(INPUT)
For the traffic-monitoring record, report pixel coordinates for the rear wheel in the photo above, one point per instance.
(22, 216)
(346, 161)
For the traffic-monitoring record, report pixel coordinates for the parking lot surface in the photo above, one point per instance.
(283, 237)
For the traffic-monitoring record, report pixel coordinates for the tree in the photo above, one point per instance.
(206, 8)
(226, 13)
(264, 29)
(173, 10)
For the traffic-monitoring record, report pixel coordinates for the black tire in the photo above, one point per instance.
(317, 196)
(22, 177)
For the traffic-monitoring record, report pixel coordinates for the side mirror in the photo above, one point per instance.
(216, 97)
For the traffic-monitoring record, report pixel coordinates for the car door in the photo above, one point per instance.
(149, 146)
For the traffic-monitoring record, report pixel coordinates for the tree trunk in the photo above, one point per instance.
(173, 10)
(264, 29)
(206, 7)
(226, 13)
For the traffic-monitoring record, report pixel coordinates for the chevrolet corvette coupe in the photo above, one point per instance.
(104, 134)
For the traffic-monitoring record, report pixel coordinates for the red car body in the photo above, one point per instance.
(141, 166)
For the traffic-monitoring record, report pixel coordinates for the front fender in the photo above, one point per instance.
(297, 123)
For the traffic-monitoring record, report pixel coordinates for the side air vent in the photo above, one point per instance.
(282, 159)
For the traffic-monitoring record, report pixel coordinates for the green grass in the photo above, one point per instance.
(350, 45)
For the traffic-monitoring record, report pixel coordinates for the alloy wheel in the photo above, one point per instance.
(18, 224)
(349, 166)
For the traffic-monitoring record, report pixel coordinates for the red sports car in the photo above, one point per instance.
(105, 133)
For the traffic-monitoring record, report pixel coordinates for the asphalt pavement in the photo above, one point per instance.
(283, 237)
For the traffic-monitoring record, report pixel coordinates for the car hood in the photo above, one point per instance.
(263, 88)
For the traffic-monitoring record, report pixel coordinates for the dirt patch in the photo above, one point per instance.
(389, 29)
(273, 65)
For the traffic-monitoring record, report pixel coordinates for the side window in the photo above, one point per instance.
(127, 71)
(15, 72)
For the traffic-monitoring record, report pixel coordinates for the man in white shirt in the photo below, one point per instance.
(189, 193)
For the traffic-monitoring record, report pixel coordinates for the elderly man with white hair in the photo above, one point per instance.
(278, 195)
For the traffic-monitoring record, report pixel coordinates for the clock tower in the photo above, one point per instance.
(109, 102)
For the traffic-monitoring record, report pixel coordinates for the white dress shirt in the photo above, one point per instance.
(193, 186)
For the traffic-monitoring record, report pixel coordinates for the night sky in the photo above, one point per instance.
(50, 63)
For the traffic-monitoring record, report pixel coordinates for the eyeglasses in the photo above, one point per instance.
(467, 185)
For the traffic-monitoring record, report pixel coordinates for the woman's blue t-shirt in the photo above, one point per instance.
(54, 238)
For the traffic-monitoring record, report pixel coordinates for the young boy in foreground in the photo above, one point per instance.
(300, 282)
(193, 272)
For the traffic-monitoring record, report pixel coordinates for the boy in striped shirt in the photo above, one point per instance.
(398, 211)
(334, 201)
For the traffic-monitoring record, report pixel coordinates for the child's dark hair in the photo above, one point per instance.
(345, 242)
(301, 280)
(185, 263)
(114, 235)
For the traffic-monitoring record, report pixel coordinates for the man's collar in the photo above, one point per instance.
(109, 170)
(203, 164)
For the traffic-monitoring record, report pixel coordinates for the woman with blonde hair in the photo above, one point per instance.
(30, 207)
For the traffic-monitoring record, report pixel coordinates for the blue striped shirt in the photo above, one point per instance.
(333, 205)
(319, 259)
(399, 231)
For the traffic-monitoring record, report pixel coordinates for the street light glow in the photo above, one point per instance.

(AIM OF THE EXERCISE) Each entry above needs to be retyped exactly.

(REPLY)
For the traffic-monitoring record, report pixel coordinates for the rear wheel in the photo above, one point per instance.
(22, 216)
(346, 161)
For the traffic-monitoring record, report pixel coordinates for the parking lot surface in the photo above, one point per instance.
(283, 237)
For the traffic-monitoring record, report pixel coordinates for the tree in the photo above, one point per instance.
(206, 8)
(226, 13)
(264, 29)
(173, 10)
For the traffic-monitoring record, report pixel coordinates for the black tire in the photo above, one point per instance.
(317, 196)
(22, 177)
For the traffic-monitoring record, report pixel coordinates for the side mirror in the photo above, one point per instance.
(216, 97)
For the traffic-monitoring record, report pixel coordinates for the car door in the photo above, one point per instance.
(149, 146)
For the traffic-monitoring record, report pixel coordinates for the tree trunk in the photo above, one point per instance.
(173, 10)
(264, 29)
(206, 7)
(226, 13)
For the traffic-monitoring record, report pixel coordinates for the chevrolet corvette coupe in the photo above, one point per instance.
(104, 134)
For the traffic-monitoring record, report pixel coordinates for the red car body in the photo above, one point per instance.
(141, 166)
For the traffic-monitoring record, report pixel coordinates for the front fender in the photo above, one point per instance.
(297, 123)
For the traffic-monitoring record, report pixel coordinates for the side air vent in the photo above, one point per instance.
(282, 159)
For the traffic-monitoring record, report pixel coordinates for the green grass in the photo above, one point per instance.
(350, 45)
For the traffic-monitoring record, report pixel coordinates for the alloy wheel in the photo above, one point per instance.
(18, 224)
(349, 166)
For the traffic-monitoring record, report pixel coordinates for the red sports car in the photo above, one point per instance.
(105, 133)
For the traffic-monitoring record, report pixel coordinates for the asphalt pavement in the photo above, one point per instance.
(283, 237)
For the traffic-monitoring record, report pixel coordinates for the car hood in the photo above, one point per instance.
(263, 88)
For the traffic-monitoring record, report pixel coordinates for the dirt patch in the photo above, one point per instance.
(389, 29)
(273, 65)
For the traffic-monitoring record, report pixel coordinates for the side window in the photo above, one point per instance.
(127, 71)
(15, 72)
For the traffic-monitoring record, report pixel coordinates for the man in white shirt in the photo below, one point per instance.
(189, 193)
For the traffic-monitoring record, report pixel coordinates for the elderly man with white hair in the photo above, one point per instance.
(278, 195)
For the traffic-monitoring record, report pixel coordinates for the clock tower in the photo above, one point per instance.
(109, 102)
For the traffic-monitoring record, report pixel coordinates for the white dress shirt in the photo above, one point per instance.
(193, 186)
For the traffic-monitoring record, report pixel coordinates for the night sky in the photo above, one point per instance.
(50, 63)
For the traffic-monitoring record, report pixel coordinates for the eyeglasses in the photo above, one point per instance.
(467, 185)
For the traffic-monitoring record, report pixel coordinates for the woman's blue t-shirt in the photo above, one point per instance.
(54, 238)
For the traffic-monitoring record, report pixel coordinates for the young boy in foreground in the photo above, one point per instance.
(300, 282)
(193, 272)
For the traffic-monitoring record, report pixel coordinates for the boy in striped shirt in the photo above, one point per instance.
(398, 211)
(334, 201)
For the traffic-monitoring record, report pixel coordinates for the child's dark hair in the photo above, one point per instance.
(345, 242)
(301, 280)
(185, 263)
(114, 235)
For the traffic-monitoring record, report pixel coordinates for the man's collar in the photo above, one point per instance.
(109, 170)
(203, 164)
For the traffic-monitoring record, report pixel coordinates for the woman with blonde hair in the photo above, one point per instance.
(30, 207)
For the traffic-monitoring record, report pixel coordinates for the blue striped shirt in the photo above, one point per instance.
(333, 205)
(319, 259)
(399, 231)
For the traffic-monitoring record, report pixel coordinates for the street light glow in the photo above, one point per instance.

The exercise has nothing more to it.